▶ [REQUIRED WORK]: Please reproduce every one of the following rows word for word, adding nothing and leaving nothing out.

▶ [PROVIDED DATA]:
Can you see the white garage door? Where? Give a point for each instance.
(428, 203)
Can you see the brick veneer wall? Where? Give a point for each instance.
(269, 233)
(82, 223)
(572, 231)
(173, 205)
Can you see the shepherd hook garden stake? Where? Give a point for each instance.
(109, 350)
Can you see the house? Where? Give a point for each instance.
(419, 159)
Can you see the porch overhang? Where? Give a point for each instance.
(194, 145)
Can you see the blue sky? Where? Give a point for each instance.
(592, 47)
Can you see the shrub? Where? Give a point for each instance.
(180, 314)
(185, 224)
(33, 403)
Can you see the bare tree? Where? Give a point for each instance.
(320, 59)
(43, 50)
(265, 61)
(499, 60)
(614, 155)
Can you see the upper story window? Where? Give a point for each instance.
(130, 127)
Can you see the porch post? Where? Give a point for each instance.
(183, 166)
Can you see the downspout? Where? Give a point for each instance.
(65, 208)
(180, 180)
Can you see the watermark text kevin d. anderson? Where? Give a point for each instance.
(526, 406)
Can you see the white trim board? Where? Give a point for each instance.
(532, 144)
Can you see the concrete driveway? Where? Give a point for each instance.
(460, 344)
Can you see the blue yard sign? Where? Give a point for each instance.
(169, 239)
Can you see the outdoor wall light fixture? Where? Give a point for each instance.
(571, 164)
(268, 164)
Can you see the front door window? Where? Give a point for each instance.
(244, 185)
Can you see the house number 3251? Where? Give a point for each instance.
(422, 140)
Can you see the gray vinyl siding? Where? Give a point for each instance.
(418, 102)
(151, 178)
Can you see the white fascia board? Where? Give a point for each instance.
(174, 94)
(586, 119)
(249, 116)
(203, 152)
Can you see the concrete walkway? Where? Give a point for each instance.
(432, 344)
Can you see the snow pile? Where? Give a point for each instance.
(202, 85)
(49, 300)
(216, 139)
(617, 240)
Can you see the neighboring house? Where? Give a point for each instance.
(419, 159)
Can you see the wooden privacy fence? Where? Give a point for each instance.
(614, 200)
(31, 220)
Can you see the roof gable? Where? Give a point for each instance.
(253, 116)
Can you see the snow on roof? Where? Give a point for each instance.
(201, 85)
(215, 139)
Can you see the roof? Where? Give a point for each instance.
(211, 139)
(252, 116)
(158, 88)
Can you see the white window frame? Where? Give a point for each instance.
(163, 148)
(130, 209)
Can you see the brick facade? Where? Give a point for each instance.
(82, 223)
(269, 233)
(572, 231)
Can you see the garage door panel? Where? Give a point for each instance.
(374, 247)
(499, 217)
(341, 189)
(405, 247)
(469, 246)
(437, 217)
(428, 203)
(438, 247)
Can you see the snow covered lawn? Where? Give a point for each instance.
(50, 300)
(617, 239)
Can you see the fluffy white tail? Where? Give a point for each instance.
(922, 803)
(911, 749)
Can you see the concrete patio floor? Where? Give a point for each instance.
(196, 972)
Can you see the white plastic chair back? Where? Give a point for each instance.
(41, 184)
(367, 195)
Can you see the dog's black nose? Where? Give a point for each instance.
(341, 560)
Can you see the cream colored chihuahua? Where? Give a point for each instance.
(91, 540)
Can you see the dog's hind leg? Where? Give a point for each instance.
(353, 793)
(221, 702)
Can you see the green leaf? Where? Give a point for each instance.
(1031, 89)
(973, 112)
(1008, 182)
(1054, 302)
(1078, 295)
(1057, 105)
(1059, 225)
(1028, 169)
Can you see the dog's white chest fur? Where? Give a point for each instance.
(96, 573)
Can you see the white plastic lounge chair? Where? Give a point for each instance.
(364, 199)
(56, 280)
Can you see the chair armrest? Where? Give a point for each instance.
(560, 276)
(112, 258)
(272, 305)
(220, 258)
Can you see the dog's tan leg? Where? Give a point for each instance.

▶ [FINAL ANSWER]:
Can you see the white garage door? Where? Give a point for each instance.
(428, 203)
Can you see the brick veneer wall? Where? Give a point for each instance.
(269, 233)
(82, 223)
(572, 231)
(173, 205)
Can you see the shepherd hook garden stake? Where? Give a point for each instance.
(109, 350)
Can you see the house? Where? Give a point for each instance.
(419, 159)
Can you see the porch overhang? Where? Give a point for each instance.
(194, 145)
Can you see the blue sky? Where? Give a point for each instance.
(592, 47)
Can you see the shrub? Where? Give a point for each instance.
(180, 314)
(185, 224)
(33, 403)
Can you see the bare tree? Where? Give a point for each instance.
(320, 59)
(43, 50)
(265, 61)
(499, 60)
(614, 155)
Can you see the upper story window? Where? Give a point for each instance.
(130, 127)
Can you see the porch post? Where? Give a point for each instance.
(183, 166)
Can you see the downspout? Where? Give a point for each instance.
(65, 208)
(180, 180)
Can you see the watermark text kevin d. anderson? Where? Give a point for each instance.
(526, 406)
Can you see the white trim board? Where? Give a point for each instance.
(532, 144)
Can you see the concrete driveway? Where? Give a point for each instance.
(460, 344)
Can you see the blue yard sign? Where? Give a point for each instance.
(169, 239)
Can you see the outdoor wall light fixture? Where? Give a point for each instance.
(571, 164)
(268, 164)
Can you see the front door window? Where? Give a point for each instance.
(244, 185)
Can you see the house number 3251? Where? Give a point for each instance.
(422, 140)
Can you see the gray vinyl siding? Where? Give a point for each instance.
(418, 102)
(151, 178)
Can you see the white fascia board? Where? Give a point for each instance.
(174, 94)
(586, 119)
(249, 116)
(203, 152)
Can you see the concrete walkway? Where? Give a point for each instance.
(432, 344)
Can you see the snow pile? Where? Give a point for each instance.
(202, 85)
(49, 300)
(216, 139)
(617, 240)
Can you see the neighboring house? Where? Give a point for each instance.
(419, 159)
Can you see the wooden privacy fence? Where? Give a point for each instance.
(614, 200)
(31, 220)
Can you see the roof gable? Where? Give a point for each instance.
(253, 116)
Can you see the snow on roof? Where? Give a point for each instance.
(201, 85)
(215, 139)
Can you see the roof? Where? Give a point for each instance.
(211, 139)
(252, 116)
(158, 88)
Can you see the white window frame? Where? Give a point for each instance.
(163, 148)
(130, 209)
Can you see the brick facade? Where? Give a point for each instance.
(82, 223)
(269, 233)
(572, 231)
Can you see the garage door panel? Where? Give a point for each instance.
(374, 247)
(499, 217)
(341, 189)
(405, 247)
(469, 246)
(437, 217)
(428, 203)
(438, 247)
Can you see the snow covered lawn? Where? Give a point for each instance.
(50, 300)
(617, 239)
Can you see the fluffy white tail? Where? Give a point for each instance.
(922, 803)
(911, 749)
Can you see the concrete patio floor? Where? Give a point for each instance.
(196, 972)
Can you see the white plastic chair back? Where? Give a point for each instance.
(41, 184)
(367, 195)
Can you see the dog's black nose? Where? Give a point for each instance.
(341, 560)
Can you see the cream colored chihuahua? Where? Give a point for each instance.
(91, 540)
Can you see the dog's hind leg? Where? Give a point for each instance.
(353, 793)
(221, 702)
Can you see the green leaf? Where? Give a point for each instance.
(1031, 89)
(973, 112)
(1008, 182)
(1054, 302)
(1078, 295)
(1057, 105)
(1059, 225)
(1028, 169)
Can you see the dog's white chest fur? Where? Give a point for each instance.
(96, 573)
Can you see the white plastic lounge chair? Where? Give a point for each instance.
(364, 199)
(56, 280)
Can you see the chair armrest? Where? Give a point for each instance.
(560, 276)
(112, 258)
(272, 305)
(220, 258)
Can you see the dog's tan leg? Where? Give a point for each instance.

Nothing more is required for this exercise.